GOAL >>
Reproduce the records word for word from their start up to and including the line with "[141,80,181,139]". Leave the pictures out of your answer.

GIVEN INFORMATION >>
.....

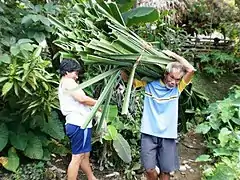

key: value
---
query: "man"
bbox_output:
[58,59,97,180]
[122,50,195,180]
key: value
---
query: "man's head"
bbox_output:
[59,59,83,80]
[164,62,185,89]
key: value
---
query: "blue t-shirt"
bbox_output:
[141,80,181,139]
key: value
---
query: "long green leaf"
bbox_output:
[96,84,114,131]
[123,7,159,26]
[122,56,141,114]
[72,68,119,91]
[108,2,126,26]
[113,134,132,163]
[3,147,19,172]
[48,15,71,31]
[0,123,8,151]
[83,72,119,128]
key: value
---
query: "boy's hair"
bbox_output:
[59,59,83,77]
[166,62,185,74]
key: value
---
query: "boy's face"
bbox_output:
[66,71,78,81]
[164,71,183,89]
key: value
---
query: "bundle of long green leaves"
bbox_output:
[49,1,172,126]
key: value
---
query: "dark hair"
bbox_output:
[59,59,83,77]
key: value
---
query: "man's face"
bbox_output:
[67,71,78,81]
[164,71,183,89]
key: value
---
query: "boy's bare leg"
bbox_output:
[80,152,97,180]
[67,154,84,180]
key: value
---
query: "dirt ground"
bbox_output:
[52,132,205,180]
[0,132,205,180]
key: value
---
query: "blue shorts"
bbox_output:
[141,133,179,173]
[65,124,92,154]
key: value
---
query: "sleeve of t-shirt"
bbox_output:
[178,79,191,93]
[63,78,85,95]
[133,79,147,88]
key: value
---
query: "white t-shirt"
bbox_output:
[58,78,92,128]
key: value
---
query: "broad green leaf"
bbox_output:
[123,7,159,26]
[4,147,19,172]
[0,123,8,152]
[42,111,65,140]
[33,46,42,58]
[107,105,118,122]
[73,68,119,91]
[2,82,13,96]
[108,2,125,26]
[195,123,211,134]
[113,134,132,163]
[34,32,46,43]
[48,15,71,30]
[83,72,119,128]
[17,39,33,45]
[24,132,43,159]
[0,77,8,83]
[42,148,51,161]
[195,154,211,162]
[48,141,71,156]
[96,87,113,131]
[218,128,232,147]
[9,132,28,151]
[122,56,139,115]
[21,15,32,24]
[213,148,232,156]
[0,157,7,166]
[231,114,240,125]
[10,45,20,56]
[208,163,235,180]
[107,125,118,140]
[0,54,11,64]
[20,43,33,51]
[40,17,50,26]
[31,14,41,22]
[116,0,137,13]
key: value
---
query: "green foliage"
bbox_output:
[0,123,8,151]
[196,86,240,180]
[3,147,19,172]
[122,7,159,26]
[198,51,240,77]
[11,162,44,180]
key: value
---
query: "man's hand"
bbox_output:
[162,50,196,72]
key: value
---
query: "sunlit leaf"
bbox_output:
[2,82,13,96]
[0,123,8,151]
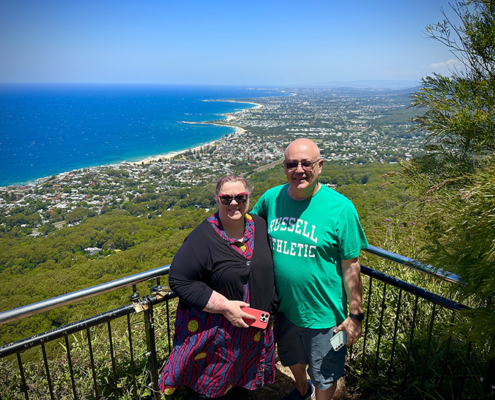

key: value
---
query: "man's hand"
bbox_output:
[335,257,363,345]
[334,317,363,346]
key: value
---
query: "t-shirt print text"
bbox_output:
[268,217,318,257]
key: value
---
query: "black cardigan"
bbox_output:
[169,215,277,315]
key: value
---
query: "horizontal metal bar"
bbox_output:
[0,264,170,324]
[361,265,469,311]
[363,245,461,283]
[0,292,177,358]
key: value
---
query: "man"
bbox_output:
[253,139,368,400]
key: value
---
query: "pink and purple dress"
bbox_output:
[159,214,276,398]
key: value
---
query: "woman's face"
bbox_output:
[217,182,249,224]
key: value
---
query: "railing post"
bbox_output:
[144,296,161,400]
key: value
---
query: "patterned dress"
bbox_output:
[159,214,275,398]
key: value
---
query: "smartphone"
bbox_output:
[330,331,347,351]
[242,307,270,329]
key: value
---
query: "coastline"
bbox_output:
[5,100,256,189]
[132,100,263,165]
[126,122,246,165]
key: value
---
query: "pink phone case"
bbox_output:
[242,307,270,329]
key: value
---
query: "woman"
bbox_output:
[160,175,276,399]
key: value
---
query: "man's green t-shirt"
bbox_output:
[253,184,368,329]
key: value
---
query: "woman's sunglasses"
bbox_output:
[218,192,249,206]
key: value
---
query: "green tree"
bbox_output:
[404,0,495,355]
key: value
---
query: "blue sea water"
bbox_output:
[0,85,286,186]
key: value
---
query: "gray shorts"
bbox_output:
[277,312,347,390]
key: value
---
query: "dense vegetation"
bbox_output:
[0,164,410,343]
[404,0,495,356]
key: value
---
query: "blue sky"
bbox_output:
[0,0,464,85]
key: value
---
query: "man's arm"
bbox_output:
[335,257,363,345]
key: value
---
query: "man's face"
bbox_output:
[284,145,323,193]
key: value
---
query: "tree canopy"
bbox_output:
[403,0,495,354]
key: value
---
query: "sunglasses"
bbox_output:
[284,159,320,171]
[218,192,249,206]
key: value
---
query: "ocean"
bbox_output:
[0,84,286,186]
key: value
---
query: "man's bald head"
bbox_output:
[284,139,323,199]
[285,138,320,160]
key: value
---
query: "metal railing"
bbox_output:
[0,246,493,399]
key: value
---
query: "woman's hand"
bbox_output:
[203,291,256,328]
[222,300,256,328]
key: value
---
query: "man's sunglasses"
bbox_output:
[284,159,320,171]
[218,192,249,206]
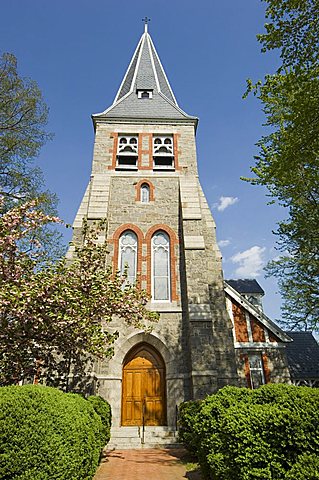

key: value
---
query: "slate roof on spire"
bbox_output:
[93,26,197,120]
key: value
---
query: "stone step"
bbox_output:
[106,426,181,450]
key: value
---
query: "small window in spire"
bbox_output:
[136,89,153,99]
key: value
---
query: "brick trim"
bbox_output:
[261,352,270,383]
[108,132,119,170]
[145,223,179,301]
[138,133,153,170]
[108,223,144,286]
[243,354,252,388]
[135,178,155,202]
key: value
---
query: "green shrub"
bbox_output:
[88,395,112,446]
[0,385,102,480]
[181,385,319,480]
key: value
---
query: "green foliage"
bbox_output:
[0,53,50,208]
[246,0,319,329]
[88,395,112,445]
[180,384,319,480]
[0,385,103,480]
[0,209,158,391]
[0,53,65,259]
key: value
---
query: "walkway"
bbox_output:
[94,449,201,480]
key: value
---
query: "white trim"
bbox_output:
[224,282,292,345]
[148,35,178,106]
[147,35,160,92]
[245,310,254,342]
[112,33,145,105]
[234,342,286,350]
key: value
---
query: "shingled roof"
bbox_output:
[93,25,197,121]
[226,278,265,295]
[286,332,319,380]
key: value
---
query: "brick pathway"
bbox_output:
[94,449,200,480]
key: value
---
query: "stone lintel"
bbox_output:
[184,235,205,250]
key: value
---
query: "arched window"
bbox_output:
[119,230,137,283]
[141,183,150,203]
[152,231,171,301]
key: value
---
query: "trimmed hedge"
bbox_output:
[88,395,112,446]
[180,384,319,480]
[0,385,104,480]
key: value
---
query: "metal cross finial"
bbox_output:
[142,17,151,33]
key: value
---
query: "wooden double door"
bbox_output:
[122,344,166,426]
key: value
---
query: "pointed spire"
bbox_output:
[114,24,177,105]
[93,24,195,123]
[142,17,151,33]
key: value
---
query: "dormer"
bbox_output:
[136,88,153,100]
[153,135,175,170]
[116,135,138,170]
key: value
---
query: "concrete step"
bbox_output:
[106,426,181,450]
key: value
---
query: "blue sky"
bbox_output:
[0,0,284,319]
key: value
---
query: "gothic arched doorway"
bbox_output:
[122,343,166,426]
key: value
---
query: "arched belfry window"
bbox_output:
[152,231,171,301]
[141,183,150,203]
[119,230,137,283]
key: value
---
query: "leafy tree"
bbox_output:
[0,202,157,389]
[246,0,319,329]
[0,53,64,258]
[0,53,54,207]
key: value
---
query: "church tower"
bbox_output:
[74,23,238,427]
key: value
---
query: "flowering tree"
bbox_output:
[0,202,158,385]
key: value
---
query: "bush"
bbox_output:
[0,385,102,480]
[181,385,319,480]
[88,395,112,446]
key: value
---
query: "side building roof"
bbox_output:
[286,332,319,380]
[225,278,265,295]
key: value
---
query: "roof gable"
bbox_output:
[225,282,292,342]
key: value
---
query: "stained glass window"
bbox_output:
[152,232,170,301]
[141,183,150,203]
[119,230,137,283]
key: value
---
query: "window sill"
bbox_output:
[115,165,138,171]
[147,301,182,313]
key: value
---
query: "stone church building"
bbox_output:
[69,24,290,444]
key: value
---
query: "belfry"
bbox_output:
[74,21,289,446]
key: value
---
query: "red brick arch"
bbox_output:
[135,178,155,202]
[145,223,179,301]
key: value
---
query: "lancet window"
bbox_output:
[119,230,137,283]
[153,135,174,170]
[152,231,171,301]
[116,135,138,170]
[141,183,150,203]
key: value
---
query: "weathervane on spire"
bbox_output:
[142,17,151,33]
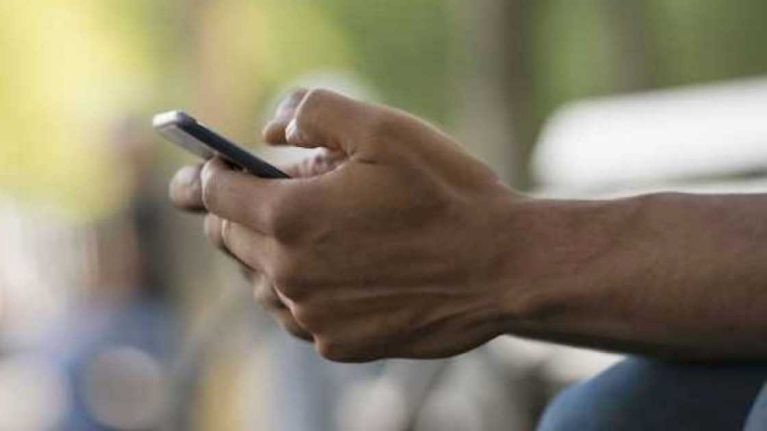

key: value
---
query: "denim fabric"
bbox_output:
[538,358,767,431]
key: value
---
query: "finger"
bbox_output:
[270,89,385,154]
[270,309,314,342]
[168,164,205,212]
[279,149,347,178]
[220,216,274,274]
[203,214,231,255]
[202,158,318,236]
[253,277,288,310]
[262,88,308,145]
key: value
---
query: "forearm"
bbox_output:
[508,194,767,359]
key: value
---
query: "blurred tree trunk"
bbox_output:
[458,0,536,189]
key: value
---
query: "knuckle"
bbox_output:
[304,88,335,107]
[201,172,221,209]
[205,214,226,249]
[272,257,303,299]
[315,337,357,362]
[265,197,303,242]
[293,305,325,332]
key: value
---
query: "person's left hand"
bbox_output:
[171,90,527,361]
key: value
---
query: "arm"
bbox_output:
[509,193,767,360]
[171,90,767,361]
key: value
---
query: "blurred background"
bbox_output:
[0,0,767,431]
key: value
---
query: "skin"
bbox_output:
[170,90,767,361]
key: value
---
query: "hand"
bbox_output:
[172,90,522,361]
[170,92,344,341]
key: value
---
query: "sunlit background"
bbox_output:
[0,0,767,431]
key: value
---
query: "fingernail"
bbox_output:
[175,166,200,186]
[285,118,304,143]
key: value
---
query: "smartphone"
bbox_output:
[152,111,289,178]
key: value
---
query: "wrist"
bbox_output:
[500,198,642,333]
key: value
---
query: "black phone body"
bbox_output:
[152,111,289,178]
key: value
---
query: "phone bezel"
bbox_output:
[152,111,290,178]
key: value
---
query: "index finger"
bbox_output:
[202,158,315,236]
[168,164,205,212]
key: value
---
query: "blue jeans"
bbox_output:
[538,358,767,431]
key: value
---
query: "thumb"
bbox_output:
[285,89,381,155]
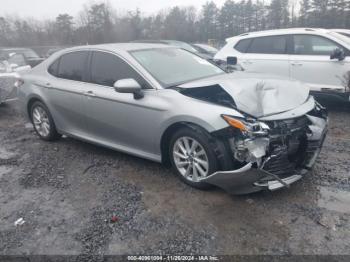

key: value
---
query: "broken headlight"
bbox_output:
[221,115,270,136]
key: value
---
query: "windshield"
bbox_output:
[195,44,219,53]
[11,49,39,58]
[329,32,350,45]
[131,48,225,87]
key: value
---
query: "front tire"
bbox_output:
[169,127,218,189]
[30,101,61,141]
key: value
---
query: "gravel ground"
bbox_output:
[0,99,350,261]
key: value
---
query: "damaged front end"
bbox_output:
[201,104,328,194]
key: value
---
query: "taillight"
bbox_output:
[14,79,24,88]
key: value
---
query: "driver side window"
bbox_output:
[90,51,150,89]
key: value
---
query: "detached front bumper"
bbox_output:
[201,111,328,194]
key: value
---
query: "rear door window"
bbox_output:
[293,35,342,56]
[57,51,89,81]
[247,36,287,54]
[90,51,149,88]
[234,39,252,53]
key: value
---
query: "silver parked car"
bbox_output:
[18,43,327,194]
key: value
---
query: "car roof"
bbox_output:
[226,28,332,41]
[330,28,350,33]
[64,43,173,52]
[0,47,32,51]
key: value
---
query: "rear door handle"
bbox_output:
[84,91,96,97]
[291,62,303,66]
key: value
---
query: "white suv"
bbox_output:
[214,28,350,101]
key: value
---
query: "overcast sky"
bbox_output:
[0,0,225,19]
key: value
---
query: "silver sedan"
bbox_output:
[17,43,327,194]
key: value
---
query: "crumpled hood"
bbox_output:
[179,72,309,118]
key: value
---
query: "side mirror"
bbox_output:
[227,56,237,66]
[10,64,18,70]
[330,48,345,61]
[113,78,144,99]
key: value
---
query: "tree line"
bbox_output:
[0,0,350,46]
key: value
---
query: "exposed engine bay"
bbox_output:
[203,102,327,194]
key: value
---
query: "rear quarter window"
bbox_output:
[57,51,89,81]
[247,36,287,54]
[47,59,60,77]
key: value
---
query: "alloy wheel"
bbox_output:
[173,137,209,182]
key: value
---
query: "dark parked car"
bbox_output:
[0,48,44,67]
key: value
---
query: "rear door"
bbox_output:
[290,34,350,91]
[235,35,289,78]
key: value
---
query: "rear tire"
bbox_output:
[169,127,218,190]
[30,101,61,141]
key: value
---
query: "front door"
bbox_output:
[85,51,162,160]
[44,51,89,137]
[238,35,289,78]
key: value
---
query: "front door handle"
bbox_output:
[84,91,96,97]
[242,60,253,65]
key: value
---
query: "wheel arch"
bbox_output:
[26,95,45,120]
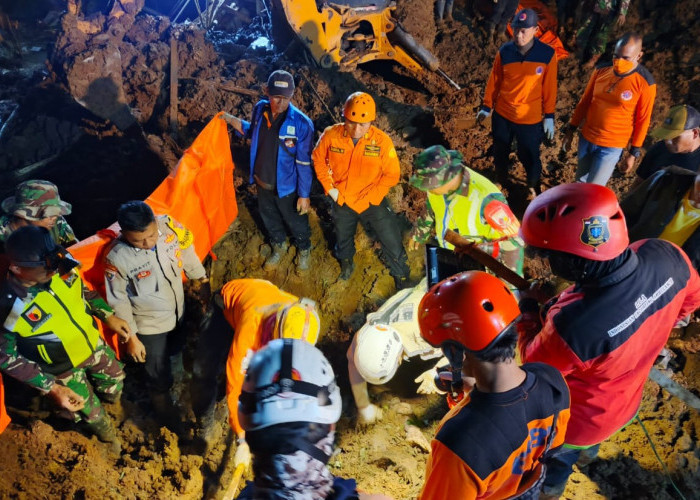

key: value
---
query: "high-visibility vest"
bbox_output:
[4,271,100,374]
[428,169,517,250]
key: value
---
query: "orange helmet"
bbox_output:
[520,182,629,260]
[343,92,377,123]
[418,271,520,352]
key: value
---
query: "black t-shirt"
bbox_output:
[637,141,700,179]
[253,105,287,189]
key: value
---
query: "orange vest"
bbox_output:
[311,123,401,213]
[220,279,299,436]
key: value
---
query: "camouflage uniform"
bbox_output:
[0,271,124,423]
[0,180,77,246]
[576,0,630,56]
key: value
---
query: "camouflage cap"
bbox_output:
[2,180,72,220]
[408,146,464,191]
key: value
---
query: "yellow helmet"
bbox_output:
[343,92,377,123]
[272,298,321,345]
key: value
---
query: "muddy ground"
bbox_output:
[0,0,700,499]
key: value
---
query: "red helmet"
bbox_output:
[520,182,629,260]
[418,271,520,352]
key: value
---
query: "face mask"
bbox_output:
[613,57,635,75]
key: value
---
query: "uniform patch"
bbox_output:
[22,304,51,331]
[364,144,382,157]
[581,215,610,248]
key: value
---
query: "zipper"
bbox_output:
[49,288,95,352]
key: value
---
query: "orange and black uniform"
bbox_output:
[420,363,569,500]
[481,38,557,188]
[311,123,409,282]
[571,63,656,152]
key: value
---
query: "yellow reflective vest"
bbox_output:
[4,271,100,374]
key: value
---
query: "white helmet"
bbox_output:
[238,339,342,431]
[355,323,403,385]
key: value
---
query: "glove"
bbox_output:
[233,439,251,469]
[357,404,384,425]
[476,109,491,123]
[544,118,554,141]
[414,368,445,394]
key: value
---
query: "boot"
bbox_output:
[297,248,311,271]
[338,259,355,281]
[264,241,289,270]
[87,413,122,455]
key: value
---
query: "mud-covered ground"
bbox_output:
[0,0,700,499]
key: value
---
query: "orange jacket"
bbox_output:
[220,279,299,436]
[420,363,570,500]
[311,123,401,213]
[571,63,656,148]
[481,38,557,125]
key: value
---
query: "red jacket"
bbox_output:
[520,239,700,447]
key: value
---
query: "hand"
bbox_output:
[49,383,85,412]
[126,335,146,363]
[297,198,311,215]
[561,127,576,152]
[617,153,637,175]
[105,314,131,344]
[233,439,251,469]
[357,404,384,425]
[543,118,554,141]
[414,368,445,394]
[476,109,491,124]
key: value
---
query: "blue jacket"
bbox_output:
[236,99,314,198]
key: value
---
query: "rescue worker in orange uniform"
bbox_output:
[418,271,569,500]
[476,9,557,196]
[311,92,409,289]
[563,33,656,186]
[191,279,320,466]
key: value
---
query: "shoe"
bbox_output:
[338,259,355,281]
[263,241,289,269]
[297,248,311,271]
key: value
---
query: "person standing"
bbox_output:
[105,201,209,423]
[312,92,410,289]
[563,33,656,186]
[418,271,570,500]
[476,9,557,197]
[518,183,700,498]
[222,70,314,271]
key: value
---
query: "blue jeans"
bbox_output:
[576,134,622,186]
[542,444,600,496]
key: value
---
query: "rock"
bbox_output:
[404,424,430,453]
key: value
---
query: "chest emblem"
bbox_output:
[581,215,610,248]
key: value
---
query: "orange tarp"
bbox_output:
[507,0,569,61]
[68,112,238,358]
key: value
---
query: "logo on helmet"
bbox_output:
[581,215,610,248]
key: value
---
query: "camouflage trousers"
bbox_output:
[576,12,616,58]
[55,344,124,424]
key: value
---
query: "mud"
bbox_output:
[0,0,700,499]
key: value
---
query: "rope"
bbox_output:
[635,414,686,500]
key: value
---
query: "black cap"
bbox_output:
[510,9,538,29]
[267,69,294,99]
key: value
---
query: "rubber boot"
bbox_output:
[297,248,311,271]
[264,241,289,269]
[87,413,122,455]
[338,259,355,281]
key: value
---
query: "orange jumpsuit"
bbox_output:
[311,123,401,214]
[220,279,299,436]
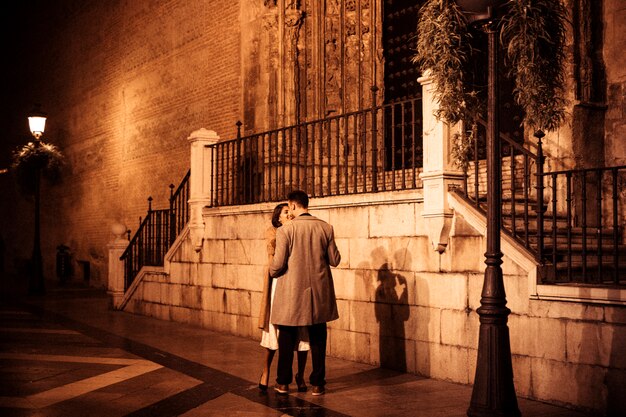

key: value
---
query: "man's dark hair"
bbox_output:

.....

OUTPUT >>
key: value
---
query: "man"
bbox_output:
[58,59,97,180]
[122,50,195,180]
key: value
---
query: "man's head"
bbox_output:
[59,59,83,80]
[164,62,185,89]
key: value
---
query: "blue t-shirt"
bbox_output:
[141,80,181,139]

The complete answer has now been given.